**EXCERPTED TEXT**
When I was a child I loved having a playmate, and hated having a day go by where I didn't see another child to play with and talk to (apart from my brother). So my parents often had to arrange playdates with me and my cousins (I was close to my cousins and they often wanted to see me too). Sometimes my mum used to ask me why I couldn't just play on my own for a day but I'd just crave company throughout the school holidays. It's like I wanted to share the day with another child my age and play make believe games with them and do other stuff kids do.
There were some children my age in my neighbourhood, and as soon as I got home from school I would go back out to play with them, and never get exhausted from socializing.

This is another reason why I don't understand how I got this diagnosis. But I was a very sociable and articulate child and enjoyed being around other children. Whenever my brother brought friends back I'll immediately stop what I was doing and run outside to join them.

But I was shy in the classroom at school, but loud in the playground. I don't know why.

But anyway, was anyone else sociable as a child and was able to get along with your peers and always wanted company? Or am I just some weird NT Aspie? :?

Items from a dataset:
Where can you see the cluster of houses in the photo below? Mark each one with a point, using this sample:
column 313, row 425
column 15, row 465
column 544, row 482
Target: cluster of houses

**TASK 1**
According to the post about childhood sociability, where was the writer shy and where loud?
**TASK 2**
From the post about childhood sociability, quote the passage starting at "There were some" and ending at "to join them.".

**PROBLEM SOLUTION 1**
The writer was shy in the classroom at school but loud in the playground.

**PROBLEM SOLUTION 2**
There were some children my age in my neighbourhood, and as soon as I got home from school I would go back out to play with them, and never get exhausted from socializing.

This is another reason why I don't understand how I got this diagnosis. But I was a very sociable and articulate child and enjoyed being around other children. Whenever my brother brought friends back I'll immediately stop what I was doing and run outside to join them.